**PROBLEM TO SOLVE**. Render every one of the following items as a JSON list of strings, with each line as its own string and no blank lines.

-- Start MATERIAL --

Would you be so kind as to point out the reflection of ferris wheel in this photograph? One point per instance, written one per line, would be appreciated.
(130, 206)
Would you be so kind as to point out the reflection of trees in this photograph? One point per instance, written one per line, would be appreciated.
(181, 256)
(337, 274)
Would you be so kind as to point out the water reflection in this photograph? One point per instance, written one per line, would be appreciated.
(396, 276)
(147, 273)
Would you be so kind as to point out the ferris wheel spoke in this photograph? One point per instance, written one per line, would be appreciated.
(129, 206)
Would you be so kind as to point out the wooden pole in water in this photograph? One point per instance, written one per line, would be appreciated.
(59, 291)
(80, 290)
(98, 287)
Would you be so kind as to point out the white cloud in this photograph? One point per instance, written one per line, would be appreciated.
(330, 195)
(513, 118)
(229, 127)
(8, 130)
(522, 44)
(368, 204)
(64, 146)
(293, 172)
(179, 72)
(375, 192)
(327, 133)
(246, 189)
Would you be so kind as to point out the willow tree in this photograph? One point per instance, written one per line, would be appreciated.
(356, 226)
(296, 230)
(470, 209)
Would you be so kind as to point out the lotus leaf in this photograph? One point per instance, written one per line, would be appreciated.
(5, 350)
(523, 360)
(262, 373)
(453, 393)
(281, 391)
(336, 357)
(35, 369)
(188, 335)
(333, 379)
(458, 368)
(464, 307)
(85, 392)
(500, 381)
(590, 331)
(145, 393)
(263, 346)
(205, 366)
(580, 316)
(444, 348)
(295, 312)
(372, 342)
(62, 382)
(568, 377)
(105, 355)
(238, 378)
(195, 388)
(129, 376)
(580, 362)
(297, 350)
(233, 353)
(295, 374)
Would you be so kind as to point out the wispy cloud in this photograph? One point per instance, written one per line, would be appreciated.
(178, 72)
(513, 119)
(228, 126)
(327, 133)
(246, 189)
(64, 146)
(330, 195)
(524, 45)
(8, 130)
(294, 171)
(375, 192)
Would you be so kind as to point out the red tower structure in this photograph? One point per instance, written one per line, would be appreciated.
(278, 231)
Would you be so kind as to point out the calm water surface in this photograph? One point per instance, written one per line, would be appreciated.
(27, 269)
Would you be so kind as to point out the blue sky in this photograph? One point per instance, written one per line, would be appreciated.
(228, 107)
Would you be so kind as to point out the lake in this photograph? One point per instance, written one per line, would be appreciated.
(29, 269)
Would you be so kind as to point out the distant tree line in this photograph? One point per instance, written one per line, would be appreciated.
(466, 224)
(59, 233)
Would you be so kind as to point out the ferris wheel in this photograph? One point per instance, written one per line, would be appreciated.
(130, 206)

-- End MATERIAL --

**RESULT OF THIS TASK**.
[
  "Would you be so kind as to point out the reflection of ferris wheel in this photograph? One point per instance, written one per line, would be appreciated.",
  "(130, 206)",
  "Would you be so kind as to point out the reflection of trees in this photograph? One point per instance, written one per line, would be appreciated.",
  "(181, 256)",
  "(337, 274)",
  "Would you be so kind as to point out the water reflection in this photograph? One point per instance, written one per line, would be appreciated.",
  "(396, 276)",
  "(147, 273)",
  "Would you be so kind as to point out the ferris wheel spoke in this photograph? One point per instance, written one per line, would be appreciated.",
  "(129, 206)",
  "Would you be so kind as to point out the wooden pole in water in this photograph? One point per instance, written one per line, would be appreciated.",
  "(59, 291)",
  "(80, 290)",
  "(98, 287)",
  "Would you be so kind as to point out the white cloud in this photograph? One point per instance, written one per line, would be appreciated.",
  "(330, 195)",
  "(513, 118)",
  "(229, 127)",
  "(8, 130)",
  "(522, 44)",
  "(368, 204)",
  "(64, 146)",
  "(293, 172)",
  "(179, 72)",
  "(375, 192)",
  "(327, 133)",
  "(246, 189)",
  "Would you be so kind as to point out the willow tree in this photograph? One point per instance, written one per line, would be appreciated.",
  "(356, 226)",
  "(296, 230)",
  "(470, 209)",
  "Would you be so kind as to point out the lotus leaf in this photograph? One point per instance, written one per line, would be appreciated.",
  "(5, 350)",
  "(523, 360)",
  "(262, 373)",
  "(453, 393)",
  "(281, 391)",
  "(336, 357)",
  "(35, 369)",
  "(188, 335)",
  "(333, 379)",
  "(458, 368)",
  "(464, 307)",
  "(85, 392)",
  "(500, 381)",
  "(590, 331)",
  "(145, 393)",
  "(263, 346)",
  "(205, 366)",
  "(580, 316)",
  "(444, 348)",
  "(295, 312)",
  "(372, 342)",
  "(62, 382)",
  "(568, 377)",
  "(105, 355)",
  "(238, 378)",
  "(195, 388)",
  "(129, 376)",
  "(580, 362)",
  "(297, 350)",
  "(233, 353)",
  "(295, 374)",
  "Would you be so kind as to point out the wispy cloud in this photograph? One point per instance, written one per line, would be appreciated.",
  "(178, 72)",
  "(513, 119)",
  "(228, 126)",
  "(327, 133)",
  "(246, 189)",
  "(64, 146)",
  "(330, 195)",
  "(524, 45)",
  "(8, 130)",
  "(294, 171)",
  "(375, 192)",
  "Would you be so kind as to point out the red tower structure in this photograph? One point per instance, written one per line, would be appreciated.",
  "(278, 231)",
  "Would you be so kind as to point out the calm water surface in this photograph? One point per instance, written one per line, would be appreciated.",
  "(27, 269)",
  "Would you be so kind as to point out the blue sky in this photograph? One point per instance, written one per line, would be appreciated.",
  "(228, 107)",
  "Would you be so kind as to point out the lake in this photograph? One point per instance, written one per line, would be appreciated.",
  "(29, 269)",
  "Would you be so kind as to point out the distant tree line in this photograph? One point per instance, written one per line, would be appreciated.",
  "(466, 224)",
  "(59, 233)",
  "Would you be so kind as to point out the ferris wheel in this photograph? One point per instance, written one per line, would be appreciated.",
  "(130, 206)"
]